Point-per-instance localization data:
↓

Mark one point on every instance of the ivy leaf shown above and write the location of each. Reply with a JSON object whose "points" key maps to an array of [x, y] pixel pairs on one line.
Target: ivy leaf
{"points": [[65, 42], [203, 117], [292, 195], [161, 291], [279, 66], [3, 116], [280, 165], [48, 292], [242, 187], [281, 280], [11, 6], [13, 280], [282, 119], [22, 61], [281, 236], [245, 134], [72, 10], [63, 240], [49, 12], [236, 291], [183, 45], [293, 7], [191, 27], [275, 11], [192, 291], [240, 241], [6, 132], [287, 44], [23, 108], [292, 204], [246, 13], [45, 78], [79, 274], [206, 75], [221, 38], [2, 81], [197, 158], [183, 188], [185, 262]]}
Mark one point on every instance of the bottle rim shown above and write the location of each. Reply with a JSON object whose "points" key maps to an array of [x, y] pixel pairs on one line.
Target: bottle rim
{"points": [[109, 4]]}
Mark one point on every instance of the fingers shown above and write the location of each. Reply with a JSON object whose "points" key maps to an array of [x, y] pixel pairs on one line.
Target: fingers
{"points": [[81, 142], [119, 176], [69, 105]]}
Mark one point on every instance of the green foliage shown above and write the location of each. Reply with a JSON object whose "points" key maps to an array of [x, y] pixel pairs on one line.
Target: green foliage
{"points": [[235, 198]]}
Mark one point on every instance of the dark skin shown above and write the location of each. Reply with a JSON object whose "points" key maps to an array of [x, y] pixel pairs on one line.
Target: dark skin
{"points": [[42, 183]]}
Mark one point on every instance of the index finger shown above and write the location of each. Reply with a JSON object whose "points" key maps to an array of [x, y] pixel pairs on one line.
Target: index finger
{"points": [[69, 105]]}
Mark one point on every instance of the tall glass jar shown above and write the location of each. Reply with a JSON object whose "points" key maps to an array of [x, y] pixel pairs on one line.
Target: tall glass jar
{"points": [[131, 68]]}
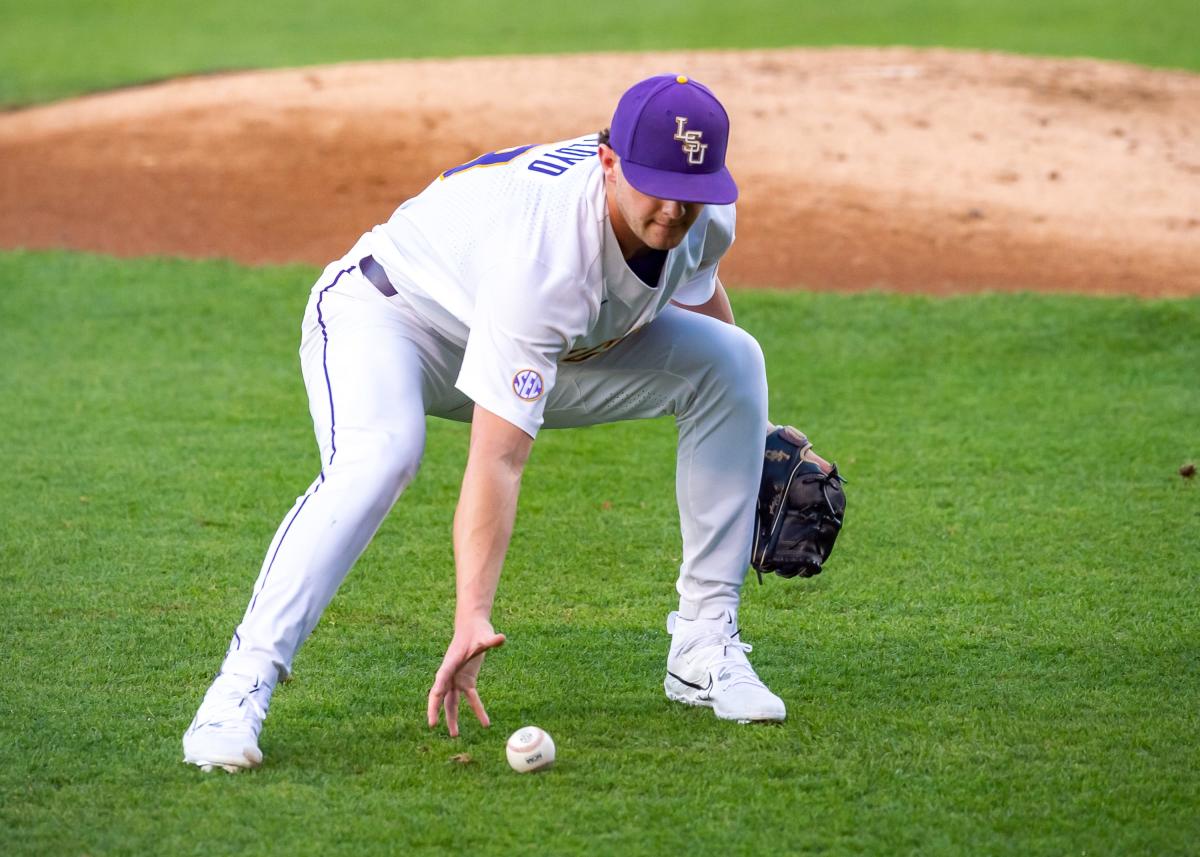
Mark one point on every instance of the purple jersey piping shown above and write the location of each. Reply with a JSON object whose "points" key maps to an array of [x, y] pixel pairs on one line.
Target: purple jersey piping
{"points": [[324, 364]]}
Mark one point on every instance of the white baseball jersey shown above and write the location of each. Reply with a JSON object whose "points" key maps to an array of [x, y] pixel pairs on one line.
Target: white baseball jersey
{"points": [[513, 257]]}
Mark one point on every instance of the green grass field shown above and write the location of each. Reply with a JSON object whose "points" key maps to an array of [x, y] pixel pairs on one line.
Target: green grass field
{"points": [[1001, 657], [53, 48]]}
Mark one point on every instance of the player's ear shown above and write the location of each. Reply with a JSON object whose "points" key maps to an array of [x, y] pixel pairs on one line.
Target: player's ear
{"points": [[607, 162]]}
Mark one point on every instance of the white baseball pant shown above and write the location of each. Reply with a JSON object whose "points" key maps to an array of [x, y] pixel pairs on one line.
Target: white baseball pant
{"points": [[373, 370]]}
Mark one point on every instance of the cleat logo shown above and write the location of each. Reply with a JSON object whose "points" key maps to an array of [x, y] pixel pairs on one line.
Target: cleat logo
{"points": [[691, 145]]}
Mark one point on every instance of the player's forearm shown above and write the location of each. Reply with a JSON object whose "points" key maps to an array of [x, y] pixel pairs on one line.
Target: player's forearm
{"points": [[718, 306], [486, 511]]}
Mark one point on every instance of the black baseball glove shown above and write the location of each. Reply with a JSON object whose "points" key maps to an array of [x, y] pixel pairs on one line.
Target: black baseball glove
{"points": [[801, 509]]}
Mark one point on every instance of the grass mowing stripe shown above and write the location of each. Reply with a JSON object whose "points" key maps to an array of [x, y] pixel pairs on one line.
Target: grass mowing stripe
{"points": [[1000, 658], [53, 48]]}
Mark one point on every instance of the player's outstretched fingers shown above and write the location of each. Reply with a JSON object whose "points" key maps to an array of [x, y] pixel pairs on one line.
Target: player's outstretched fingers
{"points": [[477, 705], [453, 712]]}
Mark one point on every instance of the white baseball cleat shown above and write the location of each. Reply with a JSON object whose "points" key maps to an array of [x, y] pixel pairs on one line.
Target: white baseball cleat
{"points": [[707, 666], [225, 730]]}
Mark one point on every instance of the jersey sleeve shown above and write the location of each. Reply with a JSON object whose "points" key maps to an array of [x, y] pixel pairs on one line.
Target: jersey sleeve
{"points": [[526, 318], [718, 238]]}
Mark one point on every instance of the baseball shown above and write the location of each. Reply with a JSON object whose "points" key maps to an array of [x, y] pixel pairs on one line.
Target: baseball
{"points": [[529, 749]]}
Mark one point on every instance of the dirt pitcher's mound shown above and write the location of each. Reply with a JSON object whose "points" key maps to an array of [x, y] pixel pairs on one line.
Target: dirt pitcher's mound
{"points": [[913, 169]]}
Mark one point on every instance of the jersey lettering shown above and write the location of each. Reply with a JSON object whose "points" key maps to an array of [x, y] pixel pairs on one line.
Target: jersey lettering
{"points": [[569, 155]]}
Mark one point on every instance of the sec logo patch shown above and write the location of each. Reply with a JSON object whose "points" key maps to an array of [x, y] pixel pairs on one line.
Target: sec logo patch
{"points": [[528, 385]]}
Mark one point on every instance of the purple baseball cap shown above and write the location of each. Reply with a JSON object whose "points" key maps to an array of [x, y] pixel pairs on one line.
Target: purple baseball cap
{"points": [[671, 135]]}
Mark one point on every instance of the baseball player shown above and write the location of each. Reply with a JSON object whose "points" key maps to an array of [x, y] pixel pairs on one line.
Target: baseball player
{"points": [[538, 287]]}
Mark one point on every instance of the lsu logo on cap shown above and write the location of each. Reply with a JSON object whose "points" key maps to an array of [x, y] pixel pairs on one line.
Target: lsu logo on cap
{"points": [[528, 385], [691, 145]]}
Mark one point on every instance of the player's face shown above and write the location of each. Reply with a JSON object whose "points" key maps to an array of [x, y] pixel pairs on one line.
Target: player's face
{"points": [[642, 221]]}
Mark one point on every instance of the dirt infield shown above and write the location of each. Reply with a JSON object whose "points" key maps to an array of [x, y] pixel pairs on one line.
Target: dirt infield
{"points": [[927, 171]]}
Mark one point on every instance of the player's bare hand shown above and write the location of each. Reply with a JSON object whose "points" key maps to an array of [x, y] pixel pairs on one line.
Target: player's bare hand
{"points": [[460, 671]]}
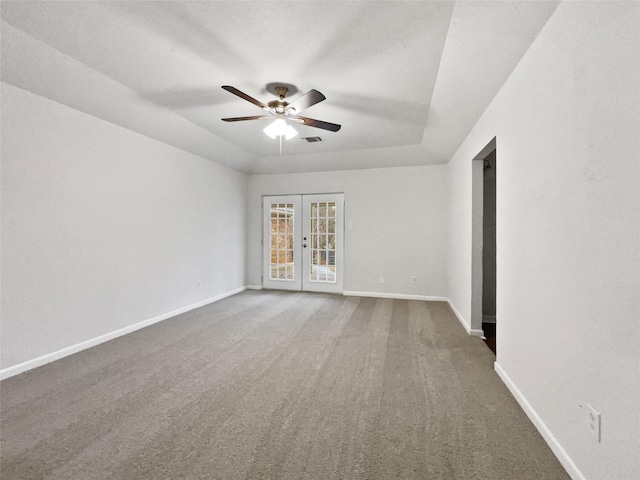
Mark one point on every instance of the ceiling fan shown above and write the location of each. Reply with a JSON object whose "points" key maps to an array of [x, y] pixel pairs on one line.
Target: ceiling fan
{"points": [[282, 110]]}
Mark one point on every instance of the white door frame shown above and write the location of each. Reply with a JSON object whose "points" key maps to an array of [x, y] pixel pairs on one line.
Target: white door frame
{"points": [[293, 267]]}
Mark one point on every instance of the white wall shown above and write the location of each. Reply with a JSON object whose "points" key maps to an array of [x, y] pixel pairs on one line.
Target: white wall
{"points": [[103, 228], [568, 211], [398, 225]]}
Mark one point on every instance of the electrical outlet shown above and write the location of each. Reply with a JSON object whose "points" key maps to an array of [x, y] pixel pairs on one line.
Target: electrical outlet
{"points": [[594, 421]]}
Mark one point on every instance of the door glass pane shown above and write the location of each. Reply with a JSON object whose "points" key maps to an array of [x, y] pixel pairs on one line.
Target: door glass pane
{"points": [[281, 242], [323, 242]]}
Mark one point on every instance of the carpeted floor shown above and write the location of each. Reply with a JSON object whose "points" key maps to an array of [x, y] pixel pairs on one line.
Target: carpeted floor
{"points": [[274, 385]]}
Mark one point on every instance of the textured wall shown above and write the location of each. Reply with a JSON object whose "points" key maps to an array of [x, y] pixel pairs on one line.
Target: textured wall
{"points": [[567, 126], [397, 218], [103, 228]]}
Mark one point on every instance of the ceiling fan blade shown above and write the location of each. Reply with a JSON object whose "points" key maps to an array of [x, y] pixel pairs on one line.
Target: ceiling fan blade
{"points": [[334, 127], [307, 100], [240, 119], [244, 96]]}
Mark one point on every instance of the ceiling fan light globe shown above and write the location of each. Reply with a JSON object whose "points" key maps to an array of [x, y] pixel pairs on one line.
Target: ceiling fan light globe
{"points": [[290, 132], [280, 128]]}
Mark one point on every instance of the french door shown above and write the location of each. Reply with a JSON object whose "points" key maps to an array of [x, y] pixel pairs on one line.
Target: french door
{"points": [[302, 241]]}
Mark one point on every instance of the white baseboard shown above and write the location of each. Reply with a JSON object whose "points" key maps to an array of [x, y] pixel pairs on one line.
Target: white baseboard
{"points": [[397, 296], [426, 298], [488, 319], [553, 443], [50, 357], [471, 331]]}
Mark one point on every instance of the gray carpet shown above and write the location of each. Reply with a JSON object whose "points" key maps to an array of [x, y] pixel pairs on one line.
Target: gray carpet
{"points": [[276, 385]]}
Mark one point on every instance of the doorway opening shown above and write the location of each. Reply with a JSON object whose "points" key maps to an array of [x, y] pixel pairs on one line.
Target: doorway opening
{"points": [[303, 239], [484, 244]]}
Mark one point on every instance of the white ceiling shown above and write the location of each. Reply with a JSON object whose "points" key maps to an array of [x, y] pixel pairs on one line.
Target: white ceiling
{"points": [[406, 80]]}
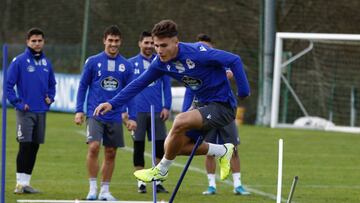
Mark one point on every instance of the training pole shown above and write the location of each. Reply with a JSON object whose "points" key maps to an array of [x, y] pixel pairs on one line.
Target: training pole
{"points": [[278, 197], [153, 144], [3, 146], [197, 144], [291, 193]]}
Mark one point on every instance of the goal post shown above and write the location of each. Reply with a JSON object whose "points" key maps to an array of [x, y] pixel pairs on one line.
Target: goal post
{"points": [[316, 87]]}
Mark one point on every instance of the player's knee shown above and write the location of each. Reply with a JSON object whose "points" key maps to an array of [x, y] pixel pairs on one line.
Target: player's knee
{"points": [[138, 156], [159, 149], [94, 148]]}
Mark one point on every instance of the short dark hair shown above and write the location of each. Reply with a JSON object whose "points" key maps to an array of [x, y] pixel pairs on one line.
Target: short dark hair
{"points": [[144, 34], [34, 31], [165, 28], [112, 30], [203, 37]]}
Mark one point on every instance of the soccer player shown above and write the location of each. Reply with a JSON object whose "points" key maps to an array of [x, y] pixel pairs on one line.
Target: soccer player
{"points": [[158, 94], [104, 75], [200, 68], [34, 78], [227, 134]]}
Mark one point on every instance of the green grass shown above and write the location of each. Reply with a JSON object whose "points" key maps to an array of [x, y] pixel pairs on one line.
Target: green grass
{"points": [[328, 166]]}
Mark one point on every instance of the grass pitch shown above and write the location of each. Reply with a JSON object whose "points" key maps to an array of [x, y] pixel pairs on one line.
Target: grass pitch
{"points": [[327, 163]]}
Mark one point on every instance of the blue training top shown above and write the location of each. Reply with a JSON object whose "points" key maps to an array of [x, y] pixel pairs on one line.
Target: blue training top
{"points": [[34, 79], [200, 68], [158, 93], [104, 77]]}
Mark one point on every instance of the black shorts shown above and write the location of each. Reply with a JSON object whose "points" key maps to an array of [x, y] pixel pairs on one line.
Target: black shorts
{"points": [[30, 127], [143, 121], [215, 115], [227, 134], [110, 133]]}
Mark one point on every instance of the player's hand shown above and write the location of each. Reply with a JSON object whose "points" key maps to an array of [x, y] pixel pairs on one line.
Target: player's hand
{"points": [[102, 109], [131, 125], [79, 118], [26, 107], [229, 74], [164, 114], [47, 99], [125, 117]]}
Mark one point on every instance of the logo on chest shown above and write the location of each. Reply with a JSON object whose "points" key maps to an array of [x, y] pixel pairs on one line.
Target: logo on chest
{"points": [[110, 83], [192, 83]]}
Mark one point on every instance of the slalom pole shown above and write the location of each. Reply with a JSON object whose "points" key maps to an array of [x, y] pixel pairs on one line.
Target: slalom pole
{"points": [[197, 144], [153, 144], [3, 147], [280, 164]]}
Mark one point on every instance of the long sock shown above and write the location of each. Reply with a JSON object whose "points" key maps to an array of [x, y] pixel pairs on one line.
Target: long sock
{"points": [[237, 179], [216, 150], [26, 179], [104, 187], [211, 179], [164, 165], [93, 184], [19, 178]]}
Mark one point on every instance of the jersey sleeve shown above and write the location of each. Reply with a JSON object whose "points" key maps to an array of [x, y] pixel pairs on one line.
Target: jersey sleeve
{"points": [[234, 62], [85, 81], [136, 86]]}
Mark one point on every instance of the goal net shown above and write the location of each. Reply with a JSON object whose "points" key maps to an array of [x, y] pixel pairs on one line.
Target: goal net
{"points": [[316, 82]]}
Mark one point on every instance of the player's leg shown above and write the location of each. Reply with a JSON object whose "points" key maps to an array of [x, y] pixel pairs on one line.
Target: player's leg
{"points": [[143, 123], [113, 138], [230, 134], [210, 164], [179, 141], [94, 133], [160, 135], [26, 156]]}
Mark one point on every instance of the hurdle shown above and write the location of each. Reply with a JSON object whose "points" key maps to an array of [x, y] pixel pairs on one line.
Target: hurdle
{"points": [[4, 110], [153, 146]]}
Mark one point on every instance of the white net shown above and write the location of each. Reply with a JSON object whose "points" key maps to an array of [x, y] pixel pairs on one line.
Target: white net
{"points": [[324, 82]]}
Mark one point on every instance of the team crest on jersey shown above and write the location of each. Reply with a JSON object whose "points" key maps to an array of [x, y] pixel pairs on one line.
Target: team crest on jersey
{"points": [[30, 69], [43, 61], [179, 66], [122, 67], [192, 83], [202, 48], [111, 65], [136, 71], [110, 83], [190, 63]]}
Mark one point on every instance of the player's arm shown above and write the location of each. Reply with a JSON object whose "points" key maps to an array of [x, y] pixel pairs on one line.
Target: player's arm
{"points": [[130, 90], [166, 88], [52, 87], [188, 99], [13, 76], [84, 83], [234, 62]]}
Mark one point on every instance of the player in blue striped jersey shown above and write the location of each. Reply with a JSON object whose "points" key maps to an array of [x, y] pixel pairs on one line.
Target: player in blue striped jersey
{"points": [[201, 69], [104, 75], [158, 93]]}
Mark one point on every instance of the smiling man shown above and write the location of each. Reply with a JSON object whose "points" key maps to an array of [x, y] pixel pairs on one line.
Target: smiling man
{"points": [[201, 69], [104, 75], [32, 74]]}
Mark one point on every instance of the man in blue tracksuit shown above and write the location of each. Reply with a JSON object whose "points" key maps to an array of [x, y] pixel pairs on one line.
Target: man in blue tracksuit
{"points": [[227, 134], [158, 94], [201, 69], [104, 75], [34, 78]]}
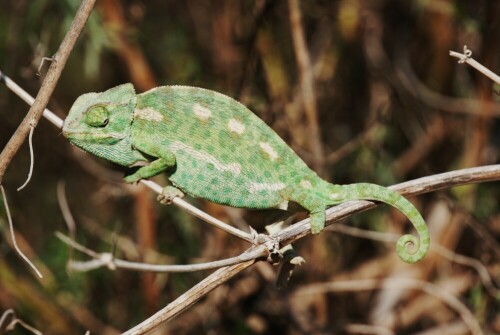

↑

§ Your instructions
Above are the records. Print exactly, and only, the lines from the line with "Mark one point on every instance of the black shorts" to the line with "Mark one point on every instance of the long", both inclusive.

§ Your solution
Mark one point on every instance of the black shorts shown above and write the location of each. Reply with a JSON object whose "points" key maps to an array of [x, y] pixel pairs on one line.
Target: black shorts
{"points": [[30, 127], [143, 121], [215, 115], [227, 134], [110, 133]]}
Mark one point on every instance of the player's hand shown above and write the location of each. Reply with a JSON object whose "points" key maps to an array of [x, y] pixel pairs on one line.
Target: player's hand
{"points": [[102, 109], [131, 125], [79, 118], [26, 107], [229, 74], [164, 114], [47, 99], [125, 117]]}
Mark one point on every instance of the logo on chest shown above and write the location of each. Reply with a JSON object whose "points" key maps to an array of [x, y] pixel pairs on one line.
Target: logo on chest
{"points": [[110, 83], [192, 83]]}
Mark one point on every instance of the slalom pole shown above and write the location of each. Reply with a JSON object whose "points" key maps to an array of [x, y] pixel pairs on one line.
Target: slalom pole
{"points": [[197, 144], [153, 144], [3, 147], [280, 164]]}
Mark one point on every instance of the long sock shown above and write the location of each. Reply with a JSON object whose "points" key maps to an array of [x, y] pixel pairs on one line.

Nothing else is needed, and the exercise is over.